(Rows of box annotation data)
.....
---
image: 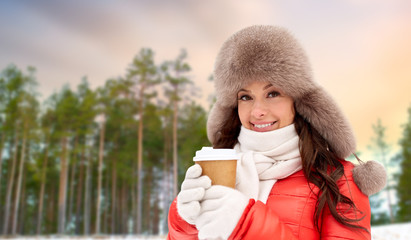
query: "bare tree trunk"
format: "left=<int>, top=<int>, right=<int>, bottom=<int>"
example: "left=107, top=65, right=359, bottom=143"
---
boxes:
left=75, top=146, right=85, bottom=234
left=173, top=89, right=178, bottom=197
left=101, top=171, right=110, bottom=233
left=84, top=150, right=92, bottom=235
left=111, top=159, right=117, bottom=234
left=17, top=171, right=27, bottom=235
left=163, top=122, right=171, bottom=232
left=46, top=183, right=57, bottom=233
left=67, top=136, right=78, bottom=227
left=37, top=140, right=49, bottom=235
left=57, top=137, right=68, bottom=234
left=136, top=85, right=145, bottom=234
left=11, top=127, right=27, bottom=235
left=96, top=123, right=105, bottom=234
left=0, top=133, right=6, bottom=221
left=3, top=129, right=19, bottom=235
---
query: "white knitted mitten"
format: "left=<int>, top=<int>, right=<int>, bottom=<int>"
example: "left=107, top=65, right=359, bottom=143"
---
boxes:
left=177, top=164, right=211, bottom=224
left=196, top=185, right=249, bottom=239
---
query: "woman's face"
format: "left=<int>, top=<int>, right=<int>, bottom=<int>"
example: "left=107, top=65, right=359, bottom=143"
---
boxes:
left=237, top=81, right=295, bottom=132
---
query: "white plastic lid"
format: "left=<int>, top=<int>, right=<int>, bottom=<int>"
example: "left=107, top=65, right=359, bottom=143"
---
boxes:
left=193, top=147, right=238, bottom=161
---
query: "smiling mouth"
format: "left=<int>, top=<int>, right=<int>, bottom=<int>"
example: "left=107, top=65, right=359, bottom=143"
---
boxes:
left=253, top=121, right=277, bottom=128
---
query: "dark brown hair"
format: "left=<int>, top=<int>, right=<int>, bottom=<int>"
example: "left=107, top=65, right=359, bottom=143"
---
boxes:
left=213, top=108, right=367, bottom=232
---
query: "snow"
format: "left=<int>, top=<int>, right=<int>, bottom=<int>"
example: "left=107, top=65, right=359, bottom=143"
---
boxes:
left=0, top=222, right=411, bottom=240
left=371, top=222, right=411, bottom=240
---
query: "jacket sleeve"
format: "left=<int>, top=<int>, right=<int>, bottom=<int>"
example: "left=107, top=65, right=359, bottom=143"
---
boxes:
left=167, top=198, right=198, bottom=240
left=321, top=164, right=371, bottom=240
left=229, top=199, right=297, bottom=240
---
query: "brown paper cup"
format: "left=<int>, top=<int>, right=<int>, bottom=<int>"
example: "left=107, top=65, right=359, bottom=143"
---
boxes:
left=196, top=160, right=237, bottom=188
left=193, top=147, right=238, bottom=188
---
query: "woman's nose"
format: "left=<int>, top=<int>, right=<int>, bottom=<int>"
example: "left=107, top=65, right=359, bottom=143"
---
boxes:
left=251, top=101, right=267, bottom=119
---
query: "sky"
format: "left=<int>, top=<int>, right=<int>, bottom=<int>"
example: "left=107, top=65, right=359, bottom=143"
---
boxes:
left=0, top=0, right=411, bottom=160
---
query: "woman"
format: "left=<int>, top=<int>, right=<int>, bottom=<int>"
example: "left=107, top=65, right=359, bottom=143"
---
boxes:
left=168, top=26, right=385, bottom=240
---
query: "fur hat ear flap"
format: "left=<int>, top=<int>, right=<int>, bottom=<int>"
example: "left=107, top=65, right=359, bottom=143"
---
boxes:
left=295, top=86, right=356, bottom=158
left=207, top=101, right=233, bottom=145
left=352, top=161, right=387, bottom=196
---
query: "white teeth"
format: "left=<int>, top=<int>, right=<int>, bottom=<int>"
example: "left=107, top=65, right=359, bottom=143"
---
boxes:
left=254, top=123, right=273, bottom=128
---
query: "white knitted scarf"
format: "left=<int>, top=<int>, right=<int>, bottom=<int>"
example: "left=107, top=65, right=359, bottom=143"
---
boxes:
left=234, top=124, right=302, bottom=203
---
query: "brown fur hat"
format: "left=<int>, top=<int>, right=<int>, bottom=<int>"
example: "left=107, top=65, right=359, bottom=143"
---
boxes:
left=207, top=26, right=356, bottom=158
left=207, top=26, right=386, bottom=195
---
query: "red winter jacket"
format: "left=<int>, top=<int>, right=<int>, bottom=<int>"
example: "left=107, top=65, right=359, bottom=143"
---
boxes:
left=167, top=161, right=371, bottom=240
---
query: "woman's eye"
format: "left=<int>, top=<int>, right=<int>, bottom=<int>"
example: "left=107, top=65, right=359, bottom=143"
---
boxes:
left=238, top=95, right=251, bottom=101
left=267, top=91, right=280, bottom=98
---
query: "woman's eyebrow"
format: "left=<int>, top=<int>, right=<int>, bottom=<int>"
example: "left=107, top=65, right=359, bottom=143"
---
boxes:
left=263, top=83, right=273, bottom=90
left=238, top=88, right=250, bottom=92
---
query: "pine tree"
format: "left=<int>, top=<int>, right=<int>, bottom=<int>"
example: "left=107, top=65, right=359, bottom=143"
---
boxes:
left=397, top=106, right=411, bottom=221
left=370, top=119, right=394, bottom=222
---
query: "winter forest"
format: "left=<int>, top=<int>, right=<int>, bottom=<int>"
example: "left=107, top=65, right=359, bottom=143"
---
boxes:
left=0, top=48, right=411, bottom=236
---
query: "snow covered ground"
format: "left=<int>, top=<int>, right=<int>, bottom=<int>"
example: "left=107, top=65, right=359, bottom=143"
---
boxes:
left=371, top=223, right=411, bottom=240
left=0, top=222, right=411, bottom=240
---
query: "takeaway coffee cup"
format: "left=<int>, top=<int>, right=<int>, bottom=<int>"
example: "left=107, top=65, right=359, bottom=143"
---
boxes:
left=193, top=147, right=238, bottom=188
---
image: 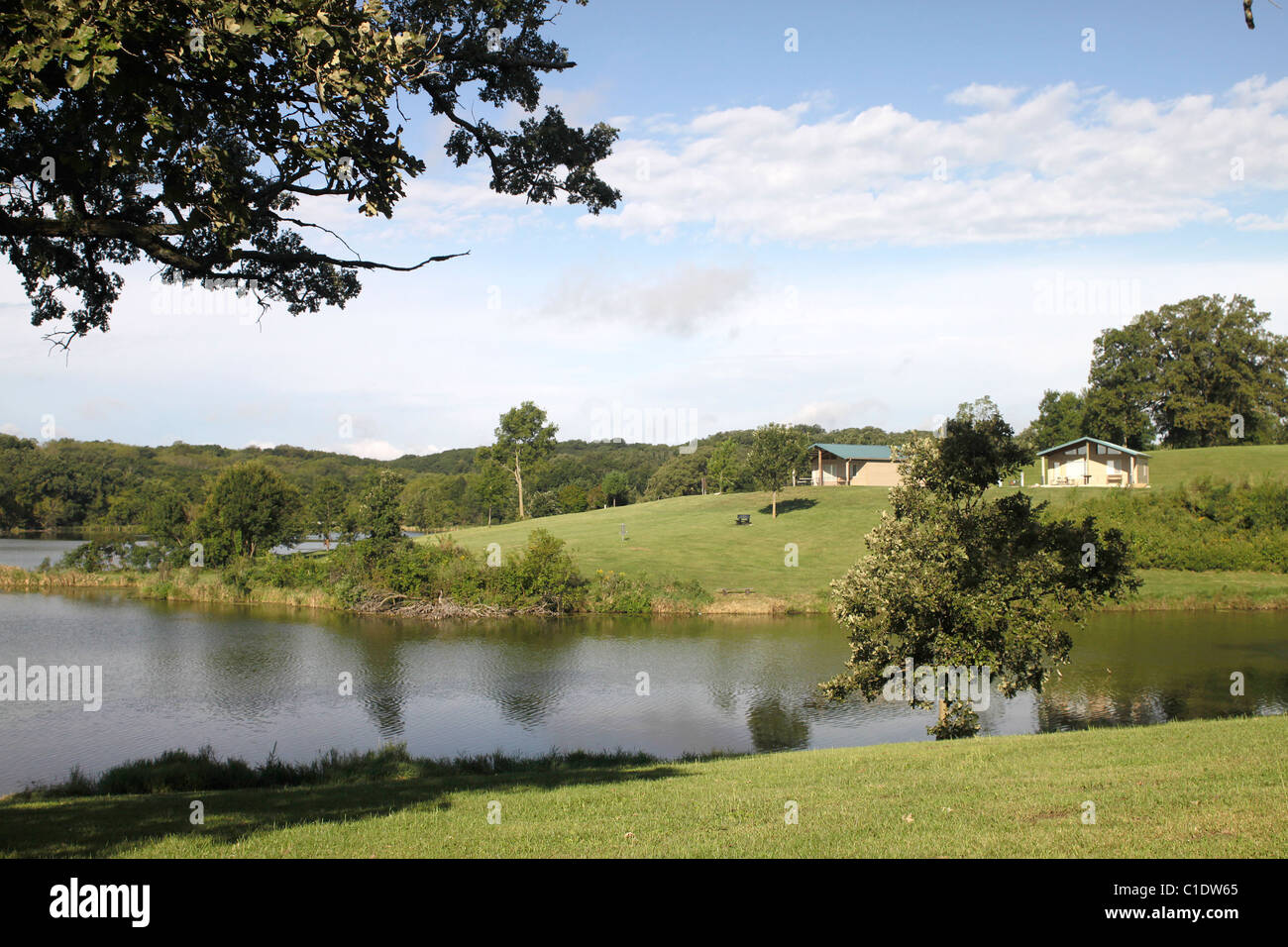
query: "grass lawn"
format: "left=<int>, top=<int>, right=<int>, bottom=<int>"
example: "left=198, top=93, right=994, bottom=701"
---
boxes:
left=424, top=445, right=1288, bottom=612
left=0, top=716, right=1288, bottom=858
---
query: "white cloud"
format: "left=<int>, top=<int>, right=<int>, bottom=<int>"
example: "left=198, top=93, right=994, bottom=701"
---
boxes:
left=579, top=77, right=1288, bottom=246
left=945, top=82, right=1022, bottom=111
left=334, top=438, right=407, bottom=460
left=541, top=264, right=754, bottom=335
left=1234, top=213, right=1288, bottom=231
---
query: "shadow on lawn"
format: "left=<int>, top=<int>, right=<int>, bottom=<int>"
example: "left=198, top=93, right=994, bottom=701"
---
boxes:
left=0, top=764, right=682, bottom=858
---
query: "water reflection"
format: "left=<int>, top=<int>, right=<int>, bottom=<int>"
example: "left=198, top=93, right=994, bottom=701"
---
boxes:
left=0, top=592, right=1288, bottom=792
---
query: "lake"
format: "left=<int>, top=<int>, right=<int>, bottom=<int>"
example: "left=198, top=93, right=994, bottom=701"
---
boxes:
left=0, top=591, right=1288, bottom=793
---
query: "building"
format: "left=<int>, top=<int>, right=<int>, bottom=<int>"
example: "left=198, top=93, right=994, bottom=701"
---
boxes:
left=1038, top=437, right=1149, bottom=487
left=808, top=445, right=899, bottom=487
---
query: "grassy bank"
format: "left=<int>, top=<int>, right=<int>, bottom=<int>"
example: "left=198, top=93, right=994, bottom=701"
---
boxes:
left=0, top=566, right=1288, bottom=616
left=0, top=716, right=1288, bottom=858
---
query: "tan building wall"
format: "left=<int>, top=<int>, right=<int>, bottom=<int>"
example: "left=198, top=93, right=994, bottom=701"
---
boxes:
left=810, top=459, right=899, bottom=487
left=850, top=460, right=899, bottom=487
left=1042, top=441, right=1149, bottom=487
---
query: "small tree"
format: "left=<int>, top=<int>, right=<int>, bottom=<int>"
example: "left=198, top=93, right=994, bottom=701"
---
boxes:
left=707, top=437, right=738, bottom=493
left=747, top=424, right=805, bottom=519
left=820, top=411, right=1140, bottom=738
left=488, top=401, right=559, bottom=519
left=599, top=471, right=631, bottom=506
left=309, top=476, right=345, bottom=549
left=360, top=471, right=406, bottom=545
left=472, top=447, right=510, bottom=526
left=143, top=488, right=188, bottom=549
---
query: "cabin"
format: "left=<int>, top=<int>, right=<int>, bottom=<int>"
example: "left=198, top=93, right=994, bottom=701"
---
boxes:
left=1038, top=437, right=1149, bottom=487
left=805, top=445, right=899, bottom=487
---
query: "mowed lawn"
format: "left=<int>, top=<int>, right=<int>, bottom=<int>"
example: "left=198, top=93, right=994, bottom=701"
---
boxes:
.....
### PROBLEM TO WORK ON
Identify every line in the material above that contains the word "tree", and copy each of those lines in full.

### WORKED ANSWER
query: "bare tree trunk"
query: "pine tree"
query: "small tree"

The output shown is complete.